▸ **WHAT IS BEING ASKED**: Rewrite the items below as a JSON list of strings, with one string for each line and no blank lines.

▸ **SUPPLIED DATA**:

'''

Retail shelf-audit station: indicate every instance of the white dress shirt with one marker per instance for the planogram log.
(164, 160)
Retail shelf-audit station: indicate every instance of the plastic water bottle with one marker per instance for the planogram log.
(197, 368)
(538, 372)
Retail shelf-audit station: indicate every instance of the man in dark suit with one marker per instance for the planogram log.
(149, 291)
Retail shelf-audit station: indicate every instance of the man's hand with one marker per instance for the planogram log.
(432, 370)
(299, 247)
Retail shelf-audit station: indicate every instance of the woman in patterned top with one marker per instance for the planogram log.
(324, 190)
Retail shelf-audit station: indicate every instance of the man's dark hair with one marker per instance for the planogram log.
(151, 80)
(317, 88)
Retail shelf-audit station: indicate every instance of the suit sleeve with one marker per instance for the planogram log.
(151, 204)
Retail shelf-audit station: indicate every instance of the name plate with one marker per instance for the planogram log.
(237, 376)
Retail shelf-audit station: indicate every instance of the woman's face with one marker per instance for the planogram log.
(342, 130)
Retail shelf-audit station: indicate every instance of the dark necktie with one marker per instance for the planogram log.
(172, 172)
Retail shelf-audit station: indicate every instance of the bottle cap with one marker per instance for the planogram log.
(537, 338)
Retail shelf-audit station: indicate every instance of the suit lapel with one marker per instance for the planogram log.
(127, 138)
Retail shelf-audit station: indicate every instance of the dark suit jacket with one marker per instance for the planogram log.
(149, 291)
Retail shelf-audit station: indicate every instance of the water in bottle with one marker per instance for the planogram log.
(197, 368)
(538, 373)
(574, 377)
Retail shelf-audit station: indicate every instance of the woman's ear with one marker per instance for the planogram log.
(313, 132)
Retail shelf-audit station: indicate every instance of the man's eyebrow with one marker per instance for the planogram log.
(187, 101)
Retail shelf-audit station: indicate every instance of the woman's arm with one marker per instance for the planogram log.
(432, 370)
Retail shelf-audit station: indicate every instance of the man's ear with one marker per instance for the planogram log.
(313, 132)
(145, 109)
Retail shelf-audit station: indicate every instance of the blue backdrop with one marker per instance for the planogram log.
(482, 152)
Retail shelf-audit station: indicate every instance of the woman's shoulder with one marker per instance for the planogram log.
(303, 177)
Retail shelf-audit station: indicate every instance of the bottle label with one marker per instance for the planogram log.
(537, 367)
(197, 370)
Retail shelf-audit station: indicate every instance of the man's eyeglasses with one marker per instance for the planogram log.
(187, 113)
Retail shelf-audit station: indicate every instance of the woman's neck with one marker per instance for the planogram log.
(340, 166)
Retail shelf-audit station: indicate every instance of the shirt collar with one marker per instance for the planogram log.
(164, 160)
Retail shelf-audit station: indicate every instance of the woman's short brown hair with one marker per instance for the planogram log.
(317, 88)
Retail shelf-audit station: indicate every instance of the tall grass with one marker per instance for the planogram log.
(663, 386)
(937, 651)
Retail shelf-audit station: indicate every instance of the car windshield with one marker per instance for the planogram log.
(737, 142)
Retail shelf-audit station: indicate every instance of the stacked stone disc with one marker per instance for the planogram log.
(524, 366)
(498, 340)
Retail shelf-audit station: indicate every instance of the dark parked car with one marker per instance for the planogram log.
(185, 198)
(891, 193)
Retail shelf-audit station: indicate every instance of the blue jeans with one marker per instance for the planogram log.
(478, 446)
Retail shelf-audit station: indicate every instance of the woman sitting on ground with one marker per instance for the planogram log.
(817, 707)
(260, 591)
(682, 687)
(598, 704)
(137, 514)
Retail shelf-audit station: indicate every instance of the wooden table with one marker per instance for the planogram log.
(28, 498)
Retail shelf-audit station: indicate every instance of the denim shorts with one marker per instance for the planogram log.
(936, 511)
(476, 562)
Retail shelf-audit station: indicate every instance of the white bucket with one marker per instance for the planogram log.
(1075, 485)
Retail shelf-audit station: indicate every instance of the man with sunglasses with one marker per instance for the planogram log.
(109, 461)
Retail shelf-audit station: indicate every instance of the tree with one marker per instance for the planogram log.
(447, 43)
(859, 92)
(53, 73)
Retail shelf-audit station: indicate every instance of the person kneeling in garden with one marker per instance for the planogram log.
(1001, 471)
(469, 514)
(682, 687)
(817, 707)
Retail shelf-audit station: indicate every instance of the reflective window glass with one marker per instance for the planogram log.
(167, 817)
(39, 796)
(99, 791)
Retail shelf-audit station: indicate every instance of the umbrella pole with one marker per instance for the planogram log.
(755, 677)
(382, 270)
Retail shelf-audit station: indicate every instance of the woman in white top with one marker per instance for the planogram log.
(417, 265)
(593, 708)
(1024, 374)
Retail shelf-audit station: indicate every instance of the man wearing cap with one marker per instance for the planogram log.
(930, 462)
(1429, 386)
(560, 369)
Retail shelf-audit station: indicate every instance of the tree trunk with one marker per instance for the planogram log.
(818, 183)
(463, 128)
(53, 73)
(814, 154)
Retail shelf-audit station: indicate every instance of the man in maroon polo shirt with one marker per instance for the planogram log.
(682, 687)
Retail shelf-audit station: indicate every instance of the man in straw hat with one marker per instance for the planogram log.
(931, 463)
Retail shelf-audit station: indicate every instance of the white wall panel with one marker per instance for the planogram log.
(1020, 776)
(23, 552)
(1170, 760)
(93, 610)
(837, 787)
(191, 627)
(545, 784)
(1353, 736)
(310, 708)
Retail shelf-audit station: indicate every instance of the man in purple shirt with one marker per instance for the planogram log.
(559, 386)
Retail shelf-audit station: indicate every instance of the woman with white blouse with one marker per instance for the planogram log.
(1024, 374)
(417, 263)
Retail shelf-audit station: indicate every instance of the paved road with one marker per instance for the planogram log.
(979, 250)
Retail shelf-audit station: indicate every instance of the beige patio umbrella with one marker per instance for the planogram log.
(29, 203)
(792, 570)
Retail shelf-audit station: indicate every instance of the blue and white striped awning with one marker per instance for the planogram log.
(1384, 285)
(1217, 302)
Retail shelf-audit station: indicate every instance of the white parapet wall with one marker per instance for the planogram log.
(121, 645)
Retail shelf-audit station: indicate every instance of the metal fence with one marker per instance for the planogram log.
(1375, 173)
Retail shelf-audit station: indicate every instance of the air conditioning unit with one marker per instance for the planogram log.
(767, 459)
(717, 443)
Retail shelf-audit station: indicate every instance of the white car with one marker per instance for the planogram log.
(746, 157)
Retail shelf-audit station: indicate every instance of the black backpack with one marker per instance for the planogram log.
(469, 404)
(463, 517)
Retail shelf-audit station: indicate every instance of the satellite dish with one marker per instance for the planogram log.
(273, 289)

'''

▸ **EXPECTED ANSWER**:
[
  "Retail shelf-audit station: indicate every instance of the white dress shirt with one marker per instance for the planogram log.",
  "(164, 160)",
  "Retail shelf-audit station: indicate every instance of the plastic water bottle with one marker per instance for the planogram log.",
  "(197, 368)",
  "(538, 372)",
  "Retail shelf-audit station: indicate every instance of the man in dark suit with one marker per instance for the planogram log.",
  "(149, 291)",
  "Retail shelf-audit station: indicate every instance of the man's hand with one marker per instance for the planogram log.",
  "(432, 370)",
  "(299, 247)",
  "Retail shelf-audit station: indicate every instance of the woman in patterned top with one marker per instance for the planogram log.",
  "(324, 190)",
  "Retail shelf-audit station: indicate every instance of the man's dark hair with one marker per instance for the planogram log.",
  "(151, 80)",
  "(317, 88)",
  "Retail shelf-audit station: indicate every instance of the suit sleeve with one marker per instance for the planogram log.",
  "(151, 204)",
  "Retail shelf-audit station: indicate every instance of the name plate with one marker per instance for the planogram log.",
  "(237, 376)",
  "Retail shelf-audit station: indicate every instance of the woman's face with one marker per instance for the planogram log.",
  "(342, 130)",
  "Retail shelf-audit station: indicate every instance of the dark necktie with one marker per instance for the planogram log.",
  "(172, 172)",
  "Retail shelf-audit station: indicate every instance of the bottle cap with one marker per instance for the planogram log.",
  "(537, 338)",
  "Retail shelf-audit station: indicate every instance of the suit lapel with one marker per instance for the planogram log.",
  "(127, 138)",
  "Retail shelf-audit station: indicate every instance of the dark suit jacket with one marker per instance for the planogram log.",
  "(149, 291)",
  "Retail shelf-audit station: indicate every instance of the water in bottle with one marker per instance for the planogram log.",
  "(197, 368)",
  "(538, 373)",
  "(574, 377)",
  "Retail shelf-audit station: indicate every instance of the woman's ear with one marker per instance for the planogram log.",
  "(313, 132)",
  "Retail shelf-audit station: indicate every instance of the man's eyebrow with one marker per instance for the planogram log.",
  "(187, 101)",
  "Retail shelf-audit station: indicate every instance of the woman's arm with one marker per instance for the planogram log.",
  "(432, 370)",
  "Retail shelf-audit station: indicate every instance of the man's ear with one marker per instance for the planogram log.",
  "(313, 132)",
  "(145, 109)",
  "Retail shelf-audit station: indicate every instance of the blue backdrop with one marker per instance for the planogram log.",
  "(482, 152)",
  "Retail shelf-audit station: indicate every instance of the woman's shoulder with one marker per instance for the planogram log.",
  "(303, 177)",
  "Retail shelf-audit station: indicate every instance of the bottle label with one marker per instance for the planogram log.",
  "(537, 367)",
  "(197, 370)",
  "Retail shelf-audit station: indicate every instance of the man's eyeglasses with one marker per instance for the planogram log.",
  "(187, 113)",
  "Retail shelf-audit station: indicate every instance of the woman's neck with one marker per instance for the planogram log.",
  "(340, 166)",
  "Retail shelf-audit station: indicate every instance of the shirt collar with one marker per instance for the planogram log.",
  "(164, 160)",
  "Retail shelf-audit station: indicate every instance of the woman's short brown hair with one marker per instance for the planogram log.",
  "(317, 88)",
  "Retail shelf-audit station: indicate every instance of the tall grass with one marker per instance for the planogram log.",
  "(663, 386)",
  "(937, 651)",
  "Retail shelf-audit station: indicate every instance of the car windshield with one marker per instance for the planogram log.",
  "(737, 142)",
  "Retail shelf-audit station: indicate every instance of the stacked stone disc with one marker per instance for the planogram log.",
  "(524, 366)",
  "(498, 340)",
  "Retail shelf-audit station: indicate every instance of the dark parked car with one marker per instance for the planogram log.",
  "(185, 198)",
  "(891, 193)",
  "Retail shelf-audit station: indicate every instance of the blue jeans with one marker per instance for the planogram log.",
  "(478, 446)",
  "Retail shelf-audit station: indicate every instance of the woman sitting on ground with one marker per instance for the planogram log.",
  "(817, 707)",
  "(260, 591)",
  "(682, 687)",
  "(598, 704)",
  "(137, 514)",
  "Retail shelf-audit station: indicate every instance of the wooden table with one marker per instance for the planogram log.",
  "(28, 498)",
  "Retail shelf-audit station: indicate every instance of the denim shorts with one marker per instance for the planogram log.",
  "(936, 511)",
  "(476, 562)",
  "Retail shelf-audit station: indicate every instance of the white bucket with one marker per instance for the planogram log.",
  "(1075, 485)",
  "Retail shelf-audit station: indicate every instance of the man with sunglasses with one marker per instance for the planogram log.",
  "(109, 461)",
  "Retail shelf-audit station: indicate every instance of the tree with one marker per instance for the planogram log.",
  "(447, 43)",
  "(859, 92)",
  "(53, 73)",
  "Retail shelf-audit station: indicate every instance of the person kneeling in garden with one marker per instance for the planogram log.",
  "(1001, 471)",
  "(469, 514)",
  "(682, 687)",
  "(817, 707)",
  "Retail shelf-audit station: indicate every instance of the reflective window glass with one marker per instance for the planogram log.",
  "(167, 817)",
  "(39, 796)",
  "(99, 791)",
  "Retail shelf-audit station: indicate every instance of the umbrella pole with one marker per instance for the planogram log.",
  "(755, 677)",
  "(382, 270)",
  "Retail shelf-audit station: indicate every instance of the woman in white top with one marker per instance for the planogram log.",
  "(417, 265)",
  "(593, 708)",
  "(1024, 374)",
  "Retail shelf-audit station: indicate every instance of the man wearing cap with one marker per instance for the planogram log.",
  "(930, 462)",
  "(1429, 386)",
  "(560, 369)",
  "Retail shelf-audit station: indicate every instance of the tree trunk with one marker per instance for the planogram log.",
  "(818, 183)",
  "(463, 128)",
  "(53, 73)",
  "(814, 154)",
  "Retail shelf-audit station: indicate every instance of the man in maroon polo shirt with one marker per instance for the planogram log.",
  "(682, 687)",
  "Retail shelf-audit station: indicate every instance of the man in straw hat with one marker per instance for the planogram log.",
  "(931, 463)",
  "Retail shelf-audit station: indicate every instance of the white wall panel with one marker per instance for the planogram log.",
  "(1020, 776)",
  "(23, 552)",
  "(1170, 760)",
  "(93, 610)",
  "(837, 787)",
  "(191, 627)",
  "(545, 784)",
  "(1353, 736)",
  "(310, 708)",
  "Retail shelf-audit station: indicate every instance of the man in purple shirt with one marker per instance for the planogram log.",
  "(559, 386)",
  "Retail shelf-audit station: indicate every instance of the woman with white blouse with one marker per instance for the planogram log.",
  "(1024, 374)",
  "(417, 263)",
  "Retail shelf-audit station: indicate every instance of the paved road with one marker per instance for the planogram log.",
  "(979, 250)",
  "Retail shelf-audit station: indicate every instance of the beige patio umbrella with one marker per instance for the planogram log.",
  "(29, 203)",
  "(792, 570)",
  "Retail shelf-audit station: indicate every instance of the blue and white striped awning with one marker per instance for the planogram log.",
  "(1384, 285)",
  "(1217, 302)",
  "Retail shelf-audit station: indicate every instance of the white parapet wall with one marker per instance for the planogram log.",
  "(121, 645)",
  "Retail shelf-audit station: indicate every instance of the metal fence with one marker per instance for the planogram log.",
  "(1375, 173)",
  "Retail shelf-audit station: indicate every instance of the air conditioning unit with one marker per instance for the planogram log.",
  "(767, 459)",
  "(717, 443)",
  "Retail shelf-audit station: indicate every instance of the white car with one marker per instance for the planogram log.",
  "(746, 157)",
  "Retail shelf-audit station: indicate every instance of the black backpack with one marker per instance for the planogram log.",
  "(469, 404)",
  "(463, 517)",
  "Retail shelf-audit station: indicate every instance of the satellite dish with one marker per instance for the planogram log.",
  "(273, 289)"
]